◆ Point labeling dataset excerpts:
——————

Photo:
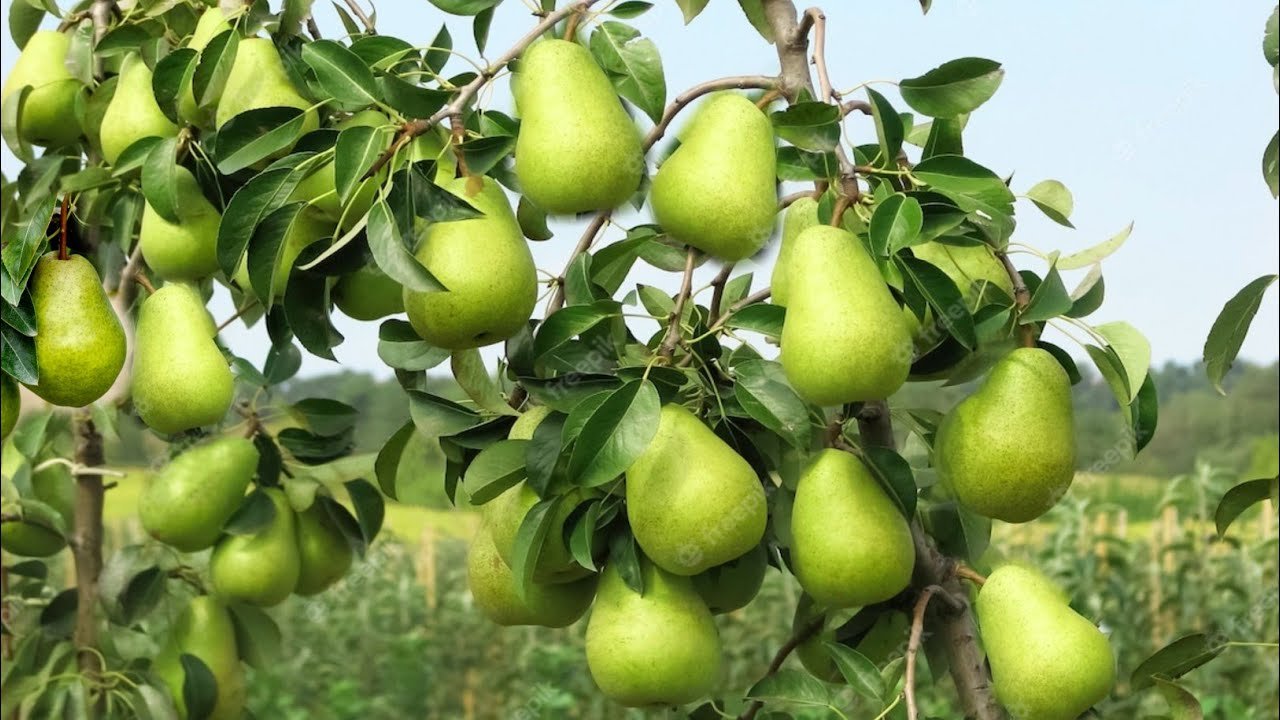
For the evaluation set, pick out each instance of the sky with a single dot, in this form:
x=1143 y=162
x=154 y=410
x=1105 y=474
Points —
x=1153 y=114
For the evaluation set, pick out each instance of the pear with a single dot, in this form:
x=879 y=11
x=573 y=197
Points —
x=693 y=502
x=49 y=114
x=187 y=504
x=479 y=308
x=80 y=342
x=718 y=190
x=654 y=648
x=205 y=629
x=1047 y=662
x=186 y=250
x=872 y=556
x=493 y=588
x=577 y=147
x=844 y=338
x=324 y=554
x=181 y=378
x=260 y=569
x=1008 y=451
x=734 y=584
x=133 y=112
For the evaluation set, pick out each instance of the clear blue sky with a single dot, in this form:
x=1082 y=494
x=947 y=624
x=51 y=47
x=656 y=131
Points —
x=1151 y=113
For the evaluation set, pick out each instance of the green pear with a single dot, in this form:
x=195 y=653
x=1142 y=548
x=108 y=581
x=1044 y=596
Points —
x=186 y=250
x=260 y=569
x=577 y=147
x=1008 y=451
x=693 y=502
x=734 y=584
x=1047 y=662
x=133 y=112
x=844 y=338
x=493 y=588
x=718 y=190
x=487 y=267
x=80 y=341
x=654 y=648
x=324 y=554
x=181 y=378
x=872 y=555
x=800 y=215
x=187 y=504
x=49 y=114
x=205 y=629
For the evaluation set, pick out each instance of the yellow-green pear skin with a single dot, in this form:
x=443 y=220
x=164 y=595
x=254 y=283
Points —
x=658 y=648
x=181 y=378
x=187 y=502
x=205 y=629
x=479 y=308
x=577 y=147
x=1008 y=451
x=133 y=112
x=693 y=502
x=493 y=589
x=260 y=569
x=186 y=250
x=80 y=341
x=718 y=190
x=844 y=338
x=49 y=114
x=324 y=554
x=1047 y=662
x=872 y=556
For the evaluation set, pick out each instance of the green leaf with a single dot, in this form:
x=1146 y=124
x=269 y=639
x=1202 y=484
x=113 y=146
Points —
x=1229 y=329
x=954 y=87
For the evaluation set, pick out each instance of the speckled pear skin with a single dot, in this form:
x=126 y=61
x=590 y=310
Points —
x=187 y=502
x=658 y=648
x=844 y=338
x=181 y=378
x=133 y=112
x=577 y=147
x=80 y=342
x=871 y=557
x=493 y=589
x=1008 y=451
x=718 y=190
x=1047 y=662
x=693 y=502
x=487 y=268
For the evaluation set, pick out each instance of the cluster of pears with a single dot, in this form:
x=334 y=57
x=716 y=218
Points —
x=188 y=504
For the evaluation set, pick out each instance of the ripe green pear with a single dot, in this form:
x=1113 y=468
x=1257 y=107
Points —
x=872 y=555
x=493 y=588
x=844 y=338
x=577 y=147
x=487 y=268
x=260 y=569
x=658 y=648
x=718 y=190
x=187 y=504
x=186 y=250
x=49 y=114
x=693 y=502
x=181 y=378
x=133 y=112
x=205 y=629
x=734 y=584
x=324 y=554
x=1047 y=662
x=1008 y=451
x=80 y=342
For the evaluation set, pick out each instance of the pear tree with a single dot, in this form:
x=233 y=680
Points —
x=639 y=456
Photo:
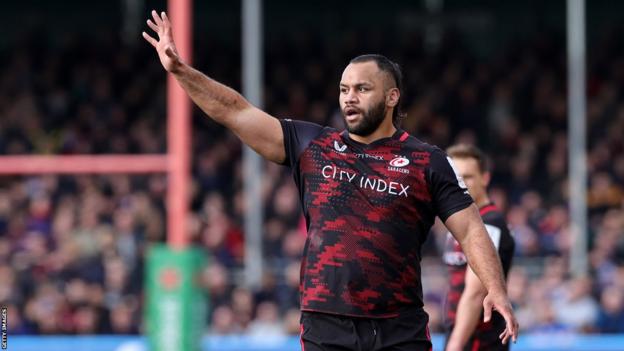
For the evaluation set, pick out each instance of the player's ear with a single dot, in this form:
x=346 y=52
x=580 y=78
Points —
x=392 y=97
x=486 y=177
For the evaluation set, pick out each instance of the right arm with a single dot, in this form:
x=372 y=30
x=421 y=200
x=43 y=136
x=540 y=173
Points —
x=469 y=311
x=256 y=128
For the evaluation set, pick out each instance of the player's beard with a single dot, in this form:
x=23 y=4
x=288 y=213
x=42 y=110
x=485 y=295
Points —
x=370 y=121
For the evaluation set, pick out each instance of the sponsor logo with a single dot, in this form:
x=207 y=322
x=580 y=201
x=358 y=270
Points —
x=399 y=162
x=338 y=147
x=374 y=157
x=365 y=182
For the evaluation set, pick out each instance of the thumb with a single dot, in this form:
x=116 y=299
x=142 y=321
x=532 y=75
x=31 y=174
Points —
x=170 y=53
x=487 y=310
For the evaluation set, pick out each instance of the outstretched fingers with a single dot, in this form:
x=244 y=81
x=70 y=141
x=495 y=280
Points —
x=149 y=39
x=152 y=25
x=511 y=326
x=156 y=18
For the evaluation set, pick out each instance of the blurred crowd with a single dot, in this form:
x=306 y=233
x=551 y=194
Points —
x=72 y=247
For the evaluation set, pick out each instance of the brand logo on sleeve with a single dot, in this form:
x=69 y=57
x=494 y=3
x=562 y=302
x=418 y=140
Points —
x=397 y=164
x=338 y=147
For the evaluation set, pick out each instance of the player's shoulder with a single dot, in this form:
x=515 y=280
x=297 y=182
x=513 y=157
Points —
x=493 y=216
x=416 y=145
x=311 y=129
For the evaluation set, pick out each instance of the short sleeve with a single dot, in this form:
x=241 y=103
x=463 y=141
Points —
x=297 y=137
x=449 y=193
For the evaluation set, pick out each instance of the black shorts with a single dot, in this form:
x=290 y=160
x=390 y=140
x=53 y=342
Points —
x=327 y=332
x=485 y=338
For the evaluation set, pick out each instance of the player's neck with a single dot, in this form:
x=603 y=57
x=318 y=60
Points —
x=484 y=201
x=386 y=130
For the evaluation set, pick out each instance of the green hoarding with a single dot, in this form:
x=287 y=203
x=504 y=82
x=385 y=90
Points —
x=176 y=305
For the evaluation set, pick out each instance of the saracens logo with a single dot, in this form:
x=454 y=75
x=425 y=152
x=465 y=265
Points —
x=338 y=147
x=399 y=162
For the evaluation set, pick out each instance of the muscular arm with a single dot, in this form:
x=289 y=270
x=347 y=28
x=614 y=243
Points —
x=467 y=227
x=468 y=311
x=254 y=127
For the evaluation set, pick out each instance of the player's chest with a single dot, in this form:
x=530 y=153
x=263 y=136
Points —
x=377 y=172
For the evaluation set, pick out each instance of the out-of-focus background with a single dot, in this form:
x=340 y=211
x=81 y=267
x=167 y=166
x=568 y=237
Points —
x=77 y=78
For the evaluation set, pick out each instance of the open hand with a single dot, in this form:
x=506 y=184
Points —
x=500 y=302
x=164 y=45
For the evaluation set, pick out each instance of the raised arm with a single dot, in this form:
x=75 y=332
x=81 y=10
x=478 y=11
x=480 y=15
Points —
x=467 y=227
x=256 y=128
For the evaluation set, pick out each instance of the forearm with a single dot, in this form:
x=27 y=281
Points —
x=483 y=259
x=218 y=101
x=468 y=315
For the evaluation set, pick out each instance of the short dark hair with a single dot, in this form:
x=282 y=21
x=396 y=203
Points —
x=469 y=151
x=394 y=70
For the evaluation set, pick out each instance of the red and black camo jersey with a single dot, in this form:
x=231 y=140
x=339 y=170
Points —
x=368 y=209
x=455 y=260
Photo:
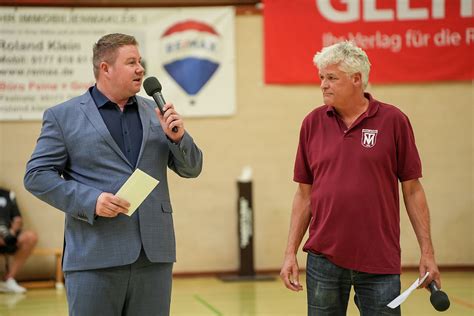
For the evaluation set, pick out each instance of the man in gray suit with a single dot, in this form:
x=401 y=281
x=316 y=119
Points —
x=88 y=147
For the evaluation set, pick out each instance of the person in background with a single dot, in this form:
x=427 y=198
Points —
x=14 y=240
x=352 y=153
x=89 y=146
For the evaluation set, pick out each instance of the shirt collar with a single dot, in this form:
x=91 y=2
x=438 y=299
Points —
x=100 y=99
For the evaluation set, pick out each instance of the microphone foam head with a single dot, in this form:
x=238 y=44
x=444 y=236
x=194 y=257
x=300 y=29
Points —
x=151 y=85
x=440 y=301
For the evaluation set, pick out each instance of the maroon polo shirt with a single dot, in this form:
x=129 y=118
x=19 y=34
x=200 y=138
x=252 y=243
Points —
x=354 y=175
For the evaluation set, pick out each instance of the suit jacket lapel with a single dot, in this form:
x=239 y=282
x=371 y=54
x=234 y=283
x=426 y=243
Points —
x=90 y=110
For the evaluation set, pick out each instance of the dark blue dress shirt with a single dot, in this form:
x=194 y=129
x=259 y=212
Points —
x=125 y=127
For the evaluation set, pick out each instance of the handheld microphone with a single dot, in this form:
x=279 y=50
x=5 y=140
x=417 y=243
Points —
x=438 y=298
x=153 y=89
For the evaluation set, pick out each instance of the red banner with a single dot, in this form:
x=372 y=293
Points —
x=406 y=40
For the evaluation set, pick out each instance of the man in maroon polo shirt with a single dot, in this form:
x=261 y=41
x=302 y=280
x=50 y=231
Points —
x=352 y=152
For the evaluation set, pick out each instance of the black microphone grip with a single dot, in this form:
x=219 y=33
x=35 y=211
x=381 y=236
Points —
x=160 y=102
x=438 y=298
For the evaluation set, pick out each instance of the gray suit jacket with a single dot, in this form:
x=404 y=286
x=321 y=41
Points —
x=76 y=159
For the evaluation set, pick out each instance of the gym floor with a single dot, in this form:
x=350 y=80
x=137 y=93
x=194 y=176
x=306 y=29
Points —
x=210 y=296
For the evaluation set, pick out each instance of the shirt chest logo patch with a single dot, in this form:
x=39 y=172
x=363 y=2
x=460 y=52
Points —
x=369 y=137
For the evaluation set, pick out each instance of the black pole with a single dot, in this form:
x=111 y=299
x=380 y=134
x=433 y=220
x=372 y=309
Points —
x=245 y=227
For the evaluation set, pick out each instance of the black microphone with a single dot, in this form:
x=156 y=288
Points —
x=153 y=89
x=438 y=298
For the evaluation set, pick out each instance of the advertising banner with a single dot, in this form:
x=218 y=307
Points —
x=406 y=40
x=46 y=55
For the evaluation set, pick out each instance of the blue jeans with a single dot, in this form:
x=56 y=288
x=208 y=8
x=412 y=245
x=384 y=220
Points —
x=329 y=286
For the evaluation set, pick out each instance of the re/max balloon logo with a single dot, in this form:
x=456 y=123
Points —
x=191 y=54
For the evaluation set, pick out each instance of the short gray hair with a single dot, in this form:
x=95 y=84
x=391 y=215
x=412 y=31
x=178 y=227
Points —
x=351 y=59
x=106 y=49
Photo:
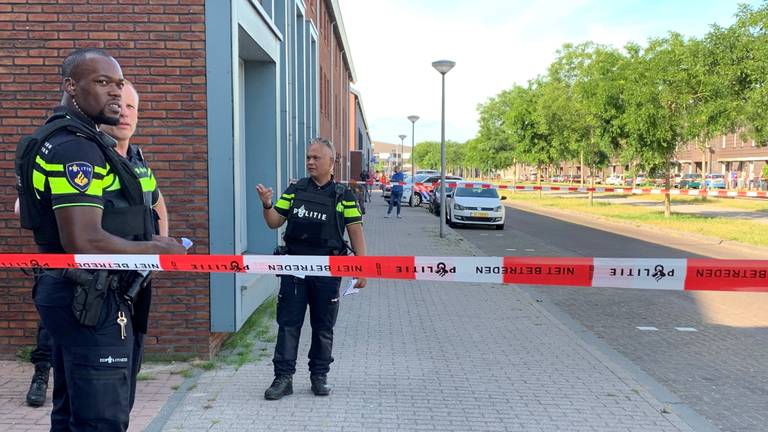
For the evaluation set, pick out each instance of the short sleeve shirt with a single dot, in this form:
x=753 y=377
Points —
x=347 y=208
x=72 y=169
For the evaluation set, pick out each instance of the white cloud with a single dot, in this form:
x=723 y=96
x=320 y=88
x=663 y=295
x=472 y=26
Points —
x=495 y=43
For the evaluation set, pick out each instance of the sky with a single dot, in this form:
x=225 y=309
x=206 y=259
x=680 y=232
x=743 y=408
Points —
x=495 y=44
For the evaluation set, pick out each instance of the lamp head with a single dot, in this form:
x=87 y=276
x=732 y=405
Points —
x=443 y=66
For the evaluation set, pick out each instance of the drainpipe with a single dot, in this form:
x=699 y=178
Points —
x=330 y=93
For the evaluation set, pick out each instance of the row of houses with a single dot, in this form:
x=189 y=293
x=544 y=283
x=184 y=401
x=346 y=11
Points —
x=231 y=92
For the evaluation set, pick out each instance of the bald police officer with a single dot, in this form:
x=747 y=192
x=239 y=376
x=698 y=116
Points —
x=82 y=197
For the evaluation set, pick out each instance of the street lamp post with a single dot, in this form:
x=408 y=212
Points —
x=413 y=119
x=442 y=66
x=402 y=137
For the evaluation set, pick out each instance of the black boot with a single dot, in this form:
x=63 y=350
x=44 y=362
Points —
x=320 y=385
x=39 y=386
x=281 y=386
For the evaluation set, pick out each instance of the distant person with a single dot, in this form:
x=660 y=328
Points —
x=397 y=192
x=364 y=178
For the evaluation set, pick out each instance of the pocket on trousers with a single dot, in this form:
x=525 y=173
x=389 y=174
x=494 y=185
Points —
x=53 y=291
x=100 y=382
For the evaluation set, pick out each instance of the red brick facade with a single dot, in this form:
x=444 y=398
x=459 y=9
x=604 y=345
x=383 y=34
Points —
x=161 y=47
x=724 y=154
x=334 y=80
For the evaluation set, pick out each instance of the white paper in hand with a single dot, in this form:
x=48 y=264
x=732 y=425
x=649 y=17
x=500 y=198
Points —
x=350 y=289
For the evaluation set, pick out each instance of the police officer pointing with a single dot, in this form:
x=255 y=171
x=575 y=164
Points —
x=317 y=210
x=78 y=195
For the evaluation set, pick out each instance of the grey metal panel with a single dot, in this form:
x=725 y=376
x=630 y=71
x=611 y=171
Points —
x=301 y=91
x=281 y=21
x=261 y=110
x=219 y=76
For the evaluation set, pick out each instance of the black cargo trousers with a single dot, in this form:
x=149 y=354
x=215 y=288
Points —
x=321 y=294
x=94 y=368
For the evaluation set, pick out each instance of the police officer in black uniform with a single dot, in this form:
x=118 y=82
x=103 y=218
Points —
x=83 y=197
x=317 y=210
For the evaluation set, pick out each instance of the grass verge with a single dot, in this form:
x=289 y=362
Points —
x=725 y=228
x=241 y=347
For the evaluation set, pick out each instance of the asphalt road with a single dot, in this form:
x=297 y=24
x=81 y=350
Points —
x=720 y=371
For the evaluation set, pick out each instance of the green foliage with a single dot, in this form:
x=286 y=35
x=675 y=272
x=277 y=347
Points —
x=427 y=155
x=635 y=105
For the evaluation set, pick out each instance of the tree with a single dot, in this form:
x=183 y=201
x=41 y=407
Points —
x=494 y=143
x=653 y=118
x=427 y=155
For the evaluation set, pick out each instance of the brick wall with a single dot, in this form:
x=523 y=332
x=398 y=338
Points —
x=161 y=47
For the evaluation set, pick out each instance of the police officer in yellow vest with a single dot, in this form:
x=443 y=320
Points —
x=317 y=210
x=78 y=195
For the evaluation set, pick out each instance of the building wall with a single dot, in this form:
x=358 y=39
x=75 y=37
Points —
x=359 y=138
x=334 y=77
x=161 y=48
x=723 y=154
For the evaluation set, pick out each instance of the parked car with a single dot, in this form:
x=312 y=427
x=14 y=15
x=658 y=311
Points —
x=715 y=181
x=476 y=206
x=434 y=199
x=689 y=180
x=710 y=181
x=422 y=190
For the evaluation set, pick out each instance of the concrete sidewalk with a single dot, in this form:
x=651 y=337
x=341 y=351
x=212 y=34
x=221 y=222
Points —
x=414 y=356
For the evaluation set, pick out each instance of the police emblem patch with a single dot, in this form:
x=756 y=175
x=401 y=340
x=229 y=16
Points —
x=79 y=175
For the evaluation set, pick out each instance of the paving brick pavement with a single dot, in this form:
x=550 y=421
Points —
x=16 y=416
x=431 y=356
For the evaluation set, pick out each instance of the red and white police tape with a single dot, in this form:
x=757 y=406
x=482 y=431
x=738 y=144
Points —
x=648 y=273
x=634 y=191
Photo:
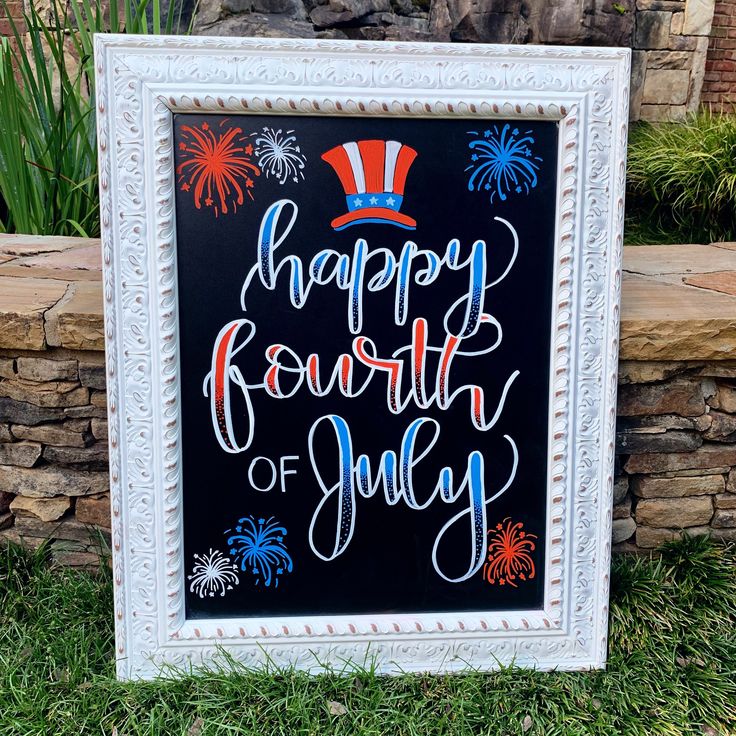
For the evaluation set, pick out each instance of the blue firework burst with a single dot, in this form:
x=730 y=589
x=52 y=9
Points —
x=502 y=162
x=259 y=548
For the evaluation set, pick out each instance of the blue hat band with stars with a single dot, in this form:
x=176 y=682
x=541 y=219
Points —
x=387 y=200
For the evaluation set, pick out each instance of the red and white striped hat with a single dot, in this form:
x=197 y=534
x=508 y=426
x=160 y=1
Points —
x=373 y=174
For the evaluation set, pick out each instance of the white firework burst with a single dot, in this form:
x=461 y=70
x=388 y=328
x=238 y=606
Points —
x=213 y=573
x=279 y=155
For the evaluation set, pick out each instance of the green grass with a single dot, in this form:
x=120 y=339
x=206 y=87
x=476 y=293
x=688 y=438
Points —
x=48 y=141
x=672 y=669
x=681 y=180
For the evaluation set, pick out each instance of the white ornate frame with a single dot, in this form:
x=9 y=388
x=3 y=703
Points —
x=140 y=82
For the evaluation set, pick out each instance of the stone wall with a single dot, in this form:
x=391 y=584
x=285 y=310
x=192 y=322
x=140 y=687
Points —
x=676 y=452
x=719 y=86
x=670 y=37
x=676 y=441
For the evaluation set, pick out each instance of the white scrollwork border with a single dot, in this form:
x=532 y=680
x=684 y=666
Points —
x=140 y=81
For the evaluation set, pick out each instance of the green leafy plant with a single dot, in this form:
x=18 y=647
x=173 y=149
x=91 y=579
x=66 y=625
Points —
x=48 y=147
x=682 y=180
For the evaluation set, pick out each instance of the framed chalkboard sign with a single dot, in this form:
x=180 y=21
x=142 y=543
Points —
x=362 y=319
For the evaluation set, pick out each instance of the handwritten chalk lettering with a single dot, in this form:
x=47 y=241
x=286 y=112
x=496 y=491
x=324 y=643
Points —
x=286 y=373
x=283 y=472
x=414 y=264
x=469 y=332
x=271 y=473
x=355 y=478
x=256 y=467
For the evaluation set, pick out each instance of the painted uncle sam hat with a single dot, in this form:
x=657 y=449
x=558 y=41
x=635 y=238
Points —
x=373 y=174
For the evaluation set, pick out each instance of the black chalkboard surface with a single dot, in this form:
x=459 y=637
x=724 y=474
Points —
x=364 y=314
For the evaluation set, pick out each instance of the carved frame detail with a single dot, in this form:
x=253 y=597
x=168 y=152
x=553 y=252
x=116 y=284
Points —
x=140 y=82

——————

◆ Direction: Reproduce the rows from the line with "the white scrollwork" up to and including the line with "x=362 y=319", switching "green leafy plant" to "potted fern" and keeping everything else unchanged.

◆ Task answer:
For the evaluation set, pick out each instance of the white scrollwork border with a single dot, in this form:
x=532 y=680
x=684 y=666
Points —
x=140 y=81
For the evaluation set, pick out each instance of the potted fern with a single dot, in this form:
x=18 y=647
x=173 y=149
x=91 y=579
x=66 y=625
Points —
x=48 y=147
x=682 y=180
For the evaluation set, pick out each instance of the framed chalkboard sign with a single dot, in this form:
x=180 y=21
x=142 y=543
Points —
x=362 y=319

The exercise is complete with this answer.